Karen Carpenter Solo Sessions - Continued

Didn't miss it, intentionally omitted it as it wasn't going to be in the album; but if you want my review on that one too, here goes:

Last One Singin' The Blues, fittingly a blues-y arrangement type of track, and despite delivering a great performance both musically and vocally, lyrically it takes a theme that has been tied to Karen on quite a number of Carpenters numbers and perhaps due to how contradictory would have been to put this one along with the themes the other tracks are touching, that's why it was left off the album: singing about the blues, about loving somebody in whom she finds the devil, the best she has met when it comes to fiction, a person that plays with her off and then on again. And she also states something that has been heard before: well someday I won't play, I'll just have to look at you with different eyes if all I do is catch you in the same old lies; and, just like those familiar tunes, it doesn't seem that she will actually do something, she just stays in someday, despite that she doesn't really want to be the last singing the blues.
Whenever I hear this track, I always think that at the very end, where the guitar goes “duh-duh” there should be the sound of high heels clicking on the sound booth floor as the walk out the door (and I get a mental picture of an open door with light from the outside hall streaming in as the rest of the room is in darkness and all I see is the sillohette of the lower part of Karen leaving, from about just above the elbow down.

Of course this topic reminds me of just how many good tracks Karen recorded in 79-80, and how pathetic MIA sounds in comparison to her solo album and it’s outtakes. Really, MIA should’ve been made up of the solo tracks, along with “Touch Me When We’re Dancing”, “Beechwood” And “(Want You) Back In My Life Again”.

If I was producing Made In America in 1981 I would have this line up for the album:

Side 1

Prime Time Love
Your Baby Doesn't Love You Anymore
Don't Try To Win Me Back
The Uninvited Guest
If I Had You (but remix it so that it ended cold)
Leave Yesterday Behind
(Want You) Back In My Life Again
Remember When Loving Took All Night
The Rainbow Connection

Side 2

My Body Keeps Changing My Mind (aside from keeping Karen's lead track, and the opening drum line (but with added reverb and more stereo separation), I'd re-record the instruments and backing vocals, so that this was a very upbeat dance track, kind of like what Richard did in 1991, but eliminating the disco entirely)
Lovelines
Beechwood 4-5789
Looking For Love* (again a re-record, possible a Richard lead)

● Exercises to complete
(1) Reproduce the passage from "Leave Yesterday Behind" to "a Richard lead)" in the post on Karen Carpenter's solo sessions.
(2) In the post on Karen Carpenter's solo sessions, which track is listed first on Side 1 of the proposed Made In America lineup?

● Source data
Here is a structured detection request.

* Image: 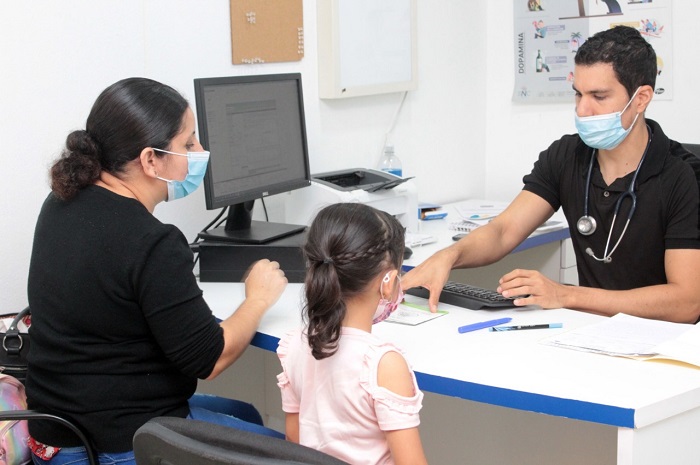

● Results by task
(1)
Leave Yesterday Behind
(Want You) Back In My Life Again
Remember When Loving Took All Night
The Rainbow Connection

Side 2

My Body Keeps Changing My Mind (aside from keeping Karen's lead track, and the opening drum line (but with added reverb and more stereo separation), I'd re-record the instruments and backing vocals, so that this was a very upbeat dance track, kind of like what Richard did in 1991, but eliminating the disco entirely)
Lovelines
Beechwood 4-5789
Looking For Love* (again a re-record, possible a Richard lead)

(2) Prime Time Love